REQUIRED TASKS -
a. Transcribe the passage on unidentified separator characters from "Now I need to" up to and including "it to Linux.".
b. Go on with the discussion of the unidentified separator characters, starting after its last sentence.

EXTRACT -
################
I cannot identify the separator characters, but I have this:
Code:
$ od -c file.txt | head
0000000 a l t e r a c 343 o 001 a l t e r a
0000020 347 343 o 002 a l t e r a c 365 e s 001 a
0000040 l t e r a 347 365 e s 002 b r a z i l
0000060 001 B r a z i l 002 c a t a l g o 001
0000100 c a t 341 l o g o 002 c i r c u n t
0000120 a n c i a s 001 c i r c u n s t 342
0000140 n c i a s 002 c l e n t e 001 c l i
0000160 e n t e 002 c o n f i g u r 347 343 o
0000200 001 c o n f i g u r a 347 343 o 002 c o
0000220 n f i g u r a c 343 o 001 c o n f i
The two separators are obviously 001 and 002. I'm sure of it because I can easily tell the words (in Portuguese) that they are separating.
Now I need to know what characters those separators are so I can produce them in a script and build a new list to be pasted back into the source.
My questions: what characters are those (give me the fish) and how does one find out exactly what characters they are in situations like this (teach me how to fish)?
001 and 002 are not displayable chars (these are control chars). What is even worse: this is not a plain text file, but a binary.
You can obviously put these chars in a file, see for example here: https://www.unix.com/shell-programmi...cter-bash.html
The list was Ctrl + c copied from a Windows Registry key. I pasted the list into Notepad, saved the file with ANSI encoding and brought it to Linux.
################
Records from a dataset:
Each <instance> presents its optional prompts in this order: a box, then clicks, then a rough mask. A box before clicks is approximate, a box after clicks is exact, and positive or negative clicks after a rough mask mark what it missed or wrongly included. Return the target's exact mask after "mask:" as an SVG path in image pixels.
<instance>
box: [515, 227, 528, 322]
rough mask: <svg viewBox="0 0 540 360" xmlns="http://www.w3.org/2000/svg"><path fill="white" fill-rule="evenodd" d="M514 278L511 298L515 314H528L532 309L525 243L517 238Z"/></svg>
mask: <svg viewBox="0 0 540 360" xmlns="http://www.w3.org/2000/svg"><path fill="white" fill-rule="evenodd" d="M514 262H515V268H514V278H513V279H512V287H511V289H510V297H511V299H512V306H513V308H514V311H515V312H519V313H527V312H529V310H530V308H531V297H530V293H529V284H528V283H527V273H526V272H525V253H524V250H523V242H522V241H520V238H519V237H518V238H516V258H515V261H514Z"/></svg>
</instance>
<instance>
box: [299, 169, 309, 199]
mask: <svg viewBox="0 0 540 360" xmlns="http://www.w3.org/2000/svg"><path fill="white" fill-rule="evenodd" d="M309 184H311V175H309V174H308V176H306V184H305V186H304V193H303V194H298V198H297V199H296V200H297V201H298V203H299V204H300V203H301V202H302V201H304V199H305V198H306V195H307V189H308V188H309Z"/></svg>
################
EXPECTED OUTPUTS -
a.
Now I need to know what characters those separators are so I can produce them in a script and build a new list to be pasted back into the source.
My questions: what characters are those (give me the fish) and how does one find out exactly what characters they are in situations like this (teach me how to fish)?
001 and 002 are not displayable chars (these are control chars). What is even worse: this is not a plain text file, but a binary.
You can obviously put these chars in a file, see for example here: https://www.unix.com/shell-programmi...cter-bash.html
The list was Ctrl + c copied from a Windows Registry key. I pasted the list into Notepad, saved the file with ANSI encoding and brought it to Linux.

b.
I'm not sure this would preserve the original encoding intact. I'd rather reg save on Windows, then copy the file to Linux and work with it.
Quote:
Originally Posted by lucmove
what characters are those
Code:
$ ascii 0o1 0o2
ASCII 0/1 is decimal 001, hex 01, octal 001, bits 00000001: called ^A, SOH
Official name: Start Of Header
ASCII 0/2 is decimal 002, hex 02, octal 002, bits 00000010: called ^B, STX
Official name: Start of Text
$ ascii 0o1 0o2
ASCII 0/1 is decimal 001, hex 01, octal 001, bits 00000001: called ^A, SOH
Official name: Start Of Header
ASCII 0/2 is decimal 002, hex 02, octal 002, bits 00000010: called ^B, STX
Official name: Start of Text
!! Flashback to debugging data flows over dedicated modems by analyzing the bits...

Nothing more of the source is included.